| What is expected |
Only one stretch of the listing below is wanted. Give it again exactly, from the line with "Query: girl" through the line with "Body asks for one point per instance of the chest".

| Material for the task |

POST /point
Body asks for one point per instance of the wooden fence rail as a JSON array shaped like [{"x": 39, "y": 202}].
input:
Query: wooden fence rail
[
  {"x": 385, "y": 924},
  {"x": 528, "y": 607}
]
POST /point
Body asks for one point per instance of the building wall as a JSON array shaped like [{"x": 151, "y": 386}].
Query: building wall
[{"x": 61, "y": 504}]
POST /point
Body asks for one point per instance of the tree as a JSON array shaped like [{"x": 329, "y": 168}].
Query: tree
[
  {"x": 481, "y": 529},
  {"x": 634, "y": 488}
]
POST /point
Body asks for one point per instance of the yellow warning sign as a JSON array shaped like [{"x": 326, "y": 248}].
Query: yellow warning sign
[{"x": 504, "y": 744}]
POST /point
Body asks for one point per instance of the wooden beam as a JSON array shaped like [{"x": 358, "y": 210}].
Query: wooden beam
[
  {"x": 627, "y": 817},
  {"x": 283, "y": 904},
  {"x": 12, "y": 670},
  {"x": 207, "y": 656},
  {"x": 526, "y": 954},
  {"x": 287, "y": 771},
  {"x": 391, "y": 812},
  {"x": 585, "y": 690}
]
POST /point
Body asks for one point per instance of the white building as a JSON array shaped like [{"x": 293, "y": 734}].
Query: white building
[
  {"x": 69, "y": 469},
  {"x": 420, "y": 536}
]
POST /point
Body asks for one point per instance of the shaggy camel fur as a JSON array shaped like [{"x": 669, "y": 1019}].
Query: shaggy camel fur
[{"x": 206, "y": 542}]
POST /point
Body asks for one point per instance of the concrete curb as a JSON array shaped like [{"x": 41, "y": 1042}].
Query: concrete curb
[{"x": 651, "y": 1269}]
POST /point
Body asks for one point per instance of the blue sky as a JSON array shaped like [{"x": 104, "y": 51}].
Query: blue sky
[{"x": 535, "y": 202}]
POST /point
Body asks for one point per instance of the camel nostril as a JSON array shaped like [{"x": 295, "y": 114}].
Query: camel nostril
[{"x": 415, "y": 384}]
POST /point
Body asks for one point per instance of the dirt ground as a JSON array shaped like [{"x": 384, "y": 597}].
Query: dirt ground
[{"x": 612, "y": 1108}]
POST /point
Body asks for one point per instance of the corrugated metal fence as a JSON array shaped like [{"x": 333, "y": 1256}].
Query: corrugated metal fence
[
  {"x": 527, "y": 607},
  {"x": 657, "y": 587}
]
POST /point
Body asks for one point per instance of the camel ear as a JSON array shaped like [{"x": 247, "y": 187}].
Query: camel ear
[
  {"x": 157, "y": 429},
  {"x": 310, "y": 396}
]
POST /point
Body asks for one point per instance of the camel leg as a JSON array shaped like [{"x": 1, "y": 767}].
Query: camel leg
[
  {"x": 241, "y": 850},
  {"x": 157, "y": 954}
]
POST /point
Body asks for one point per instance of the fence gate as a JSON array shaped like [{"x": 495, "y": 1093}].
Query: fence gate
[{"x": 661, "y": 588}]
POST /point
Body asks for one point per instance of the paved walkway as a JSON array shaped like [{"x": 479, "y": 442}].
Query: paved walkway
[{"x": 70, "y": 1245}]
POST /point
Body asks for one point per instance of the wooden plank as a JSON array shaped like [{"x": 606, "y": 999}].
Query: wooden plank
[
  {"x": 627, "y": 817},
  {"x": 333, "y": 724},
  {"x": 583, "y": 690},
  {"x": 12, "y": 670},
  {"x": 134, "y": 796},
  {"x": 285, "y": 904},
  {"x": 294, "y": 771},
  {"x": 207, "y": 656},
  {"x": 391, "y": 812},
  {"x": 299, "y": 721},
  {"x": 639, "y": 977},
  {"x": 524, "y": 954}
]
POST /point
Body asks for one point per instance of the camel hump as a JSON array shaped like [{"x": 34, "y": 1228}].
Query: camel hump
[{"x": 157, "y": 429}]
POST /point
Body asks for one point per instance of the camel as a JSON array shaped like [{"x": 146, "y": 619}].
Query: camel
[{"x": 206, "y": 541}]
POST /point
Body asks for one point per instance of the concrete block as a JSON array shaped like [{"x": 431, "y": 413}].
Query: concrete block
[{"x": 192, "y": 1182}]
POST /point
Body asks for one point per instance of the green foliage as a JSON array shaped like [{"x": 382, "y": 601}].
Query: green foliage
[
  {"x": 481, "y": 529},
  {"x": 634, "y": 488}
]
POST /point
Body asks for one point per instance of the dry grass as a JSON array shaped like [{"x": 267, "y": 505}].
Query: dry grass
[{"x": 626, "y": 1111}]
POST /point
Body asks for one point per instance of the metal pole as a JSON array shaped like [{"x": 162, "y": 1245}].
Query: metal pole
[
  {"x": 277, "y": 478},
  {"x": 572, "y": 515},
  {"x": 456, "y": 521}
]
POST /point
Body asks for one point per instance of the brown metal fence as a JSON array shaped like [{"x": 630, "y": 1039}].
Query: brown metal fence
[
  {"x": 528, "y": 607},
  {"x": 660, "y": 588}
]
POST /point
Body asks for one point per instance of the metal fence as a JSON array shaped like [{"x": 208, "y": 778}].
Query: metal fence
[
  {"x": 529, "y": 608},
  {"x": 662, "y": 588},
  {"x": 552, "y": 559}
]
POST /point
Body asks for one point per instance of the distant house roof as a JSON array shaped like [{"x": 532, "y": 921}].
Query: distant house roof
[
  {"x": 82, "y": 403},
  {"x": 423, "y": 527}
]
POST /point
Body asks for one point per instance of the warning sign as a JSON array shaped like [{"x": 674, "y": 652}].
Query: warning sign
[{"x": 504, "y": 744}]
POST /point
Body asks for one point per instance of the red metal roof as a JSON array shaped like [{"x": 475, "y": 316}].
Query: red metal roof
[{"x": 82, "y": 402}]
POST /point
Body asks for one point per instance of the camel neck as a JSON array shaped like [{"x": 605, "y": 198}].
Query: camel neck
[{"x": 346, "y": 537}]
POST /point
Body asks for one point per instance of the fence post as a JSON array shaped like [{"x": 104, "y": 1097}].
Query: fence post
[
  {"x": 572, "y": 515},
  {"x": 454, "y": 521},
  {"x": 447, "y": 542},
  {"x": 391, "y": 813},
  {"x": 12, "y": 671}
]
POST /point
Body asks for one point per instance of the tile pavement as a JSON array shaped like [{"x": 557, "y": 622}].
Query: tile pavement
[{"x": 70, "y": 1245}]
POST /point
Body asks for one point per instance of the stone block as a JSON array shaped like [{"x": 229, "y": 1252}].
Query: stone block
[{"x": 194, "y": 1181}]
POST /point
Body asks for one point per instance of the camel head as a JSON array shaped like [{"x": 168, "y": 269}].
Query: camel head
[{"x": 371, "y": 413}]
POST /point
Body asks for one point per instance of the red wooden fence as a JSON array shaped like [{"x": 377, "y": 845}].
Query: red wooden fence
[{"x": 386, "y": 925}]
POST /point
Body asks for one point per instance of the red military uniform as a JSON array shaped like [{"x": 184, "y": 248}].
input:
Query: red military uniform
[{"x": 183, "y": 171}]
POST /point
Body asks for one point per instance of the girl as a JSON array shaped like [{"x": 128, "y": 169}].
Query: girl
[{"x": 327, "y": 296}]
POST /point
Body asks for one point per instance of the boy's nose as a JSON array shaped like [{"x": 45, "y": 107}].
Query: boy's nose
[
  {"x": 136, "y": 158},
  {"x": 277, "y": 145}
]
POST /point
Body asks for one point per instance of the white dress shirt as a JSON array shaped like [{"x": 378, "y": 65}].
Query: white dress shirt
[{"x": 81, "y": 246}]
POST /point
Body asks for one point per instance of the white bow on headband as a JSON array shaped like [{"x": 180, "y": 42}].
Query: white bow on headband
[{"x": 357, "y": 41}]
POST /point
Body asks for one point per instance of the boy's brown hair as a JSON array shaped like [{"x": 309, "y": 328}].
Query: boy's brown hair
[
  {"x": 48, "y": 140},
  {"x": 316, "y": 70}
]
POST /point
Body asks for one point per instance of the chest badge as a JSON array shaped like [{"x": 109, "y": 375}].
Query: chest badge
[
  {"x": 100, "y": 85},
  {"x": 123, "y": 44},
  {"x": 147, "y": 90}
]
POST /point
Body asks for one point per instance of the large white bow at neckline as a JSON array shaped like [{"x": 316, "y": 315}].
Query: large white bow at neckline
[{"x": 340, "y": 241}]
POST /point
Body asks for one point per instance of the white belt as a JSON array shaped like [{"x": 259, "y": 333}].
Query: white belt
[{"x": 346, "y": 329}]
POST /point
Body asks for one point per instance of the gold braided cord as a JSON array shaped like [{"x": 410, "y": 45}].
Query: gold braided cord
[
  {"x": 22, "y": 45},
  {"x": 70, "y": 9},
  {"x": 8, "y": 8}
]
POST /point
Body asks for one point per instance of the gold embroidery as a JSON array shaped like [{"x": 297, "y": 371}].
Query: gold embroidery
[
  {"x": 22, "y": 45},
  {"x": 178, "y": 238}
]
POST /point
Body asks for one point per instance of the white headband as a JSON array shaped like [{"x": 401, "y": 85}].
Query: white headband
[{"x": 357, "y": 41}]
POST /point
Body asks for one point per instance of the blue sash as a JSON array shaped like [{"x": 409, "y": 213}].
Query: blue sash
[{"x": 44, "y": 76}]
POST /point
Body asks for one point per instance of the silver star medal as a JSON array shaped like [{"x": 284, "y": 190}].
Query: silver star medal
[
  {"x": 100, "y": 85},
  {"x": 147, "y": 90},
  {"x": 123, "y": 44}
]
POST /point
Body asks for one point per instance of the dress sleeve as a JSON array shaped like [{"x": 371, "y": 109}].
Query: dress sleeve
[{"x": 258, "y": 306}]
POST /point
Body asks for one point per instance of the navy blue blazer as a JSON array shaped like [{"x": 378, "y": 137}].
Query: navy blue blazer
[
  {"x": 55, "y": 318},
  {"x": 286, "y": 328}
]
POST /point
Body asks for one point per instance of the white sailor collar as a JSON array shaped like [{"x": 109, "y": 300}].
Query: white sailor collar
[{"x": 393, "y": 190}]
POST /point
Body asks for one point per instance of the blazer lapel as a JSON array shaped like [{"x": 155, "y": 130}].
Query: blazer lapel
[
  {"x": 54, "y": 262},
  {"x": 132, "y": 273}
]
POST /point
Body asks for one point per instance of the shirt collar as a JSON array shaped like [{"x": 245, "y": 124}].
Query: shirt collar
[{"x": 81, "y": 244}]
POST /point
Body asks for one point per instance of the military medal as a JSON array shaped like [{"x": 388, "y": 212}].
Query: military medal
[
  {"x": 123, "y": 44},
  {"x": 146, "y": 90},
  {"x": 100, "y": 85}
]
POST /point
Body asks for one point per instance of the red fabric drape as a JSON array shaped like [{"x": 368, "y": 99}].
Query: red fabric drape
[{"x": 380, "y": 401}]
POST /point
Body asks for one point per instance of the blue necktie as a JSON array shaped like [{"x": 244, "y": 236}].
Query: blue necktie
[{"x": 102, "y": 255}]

| Solution to this problem |
Query: girl
[{"x": 327, "y": 296}]
POST /point
Body asks for one point per instance of the boy's nose as a JSON array shaped like [{"x": 45, "y": 107}].
Query: boy's nose
[
  {"x": 136, "y": 158},
  {"x": 277, "y": 145}
]
POST /point
Body asks for one point per instance of the white dress shirt as a JSON array shaped like [{"x": 378, "y": 65}].
Query: white dress shirt
[{"x": 81, "y": 246}]
POST /point
Body asks for one point per instance of the white bow on headband as a JSON array shaped like [{"x": 180, "y": 42}].
Query: white bow on headband
[{"x": 357, "y": 41}]
POST /point
Body asks for one point per instance of the boy's brown hair as a JSON array shaped like [{"x": 309, "y": 328}].
Query: boy's brown hair
[
  {"x": 48, "y": 140},
  {"x": 316, "y": 70}
]
POST /point
Body asks for one point per instance of the chest badge as a JSON array shaped like [{"x": 109, "y": 375}].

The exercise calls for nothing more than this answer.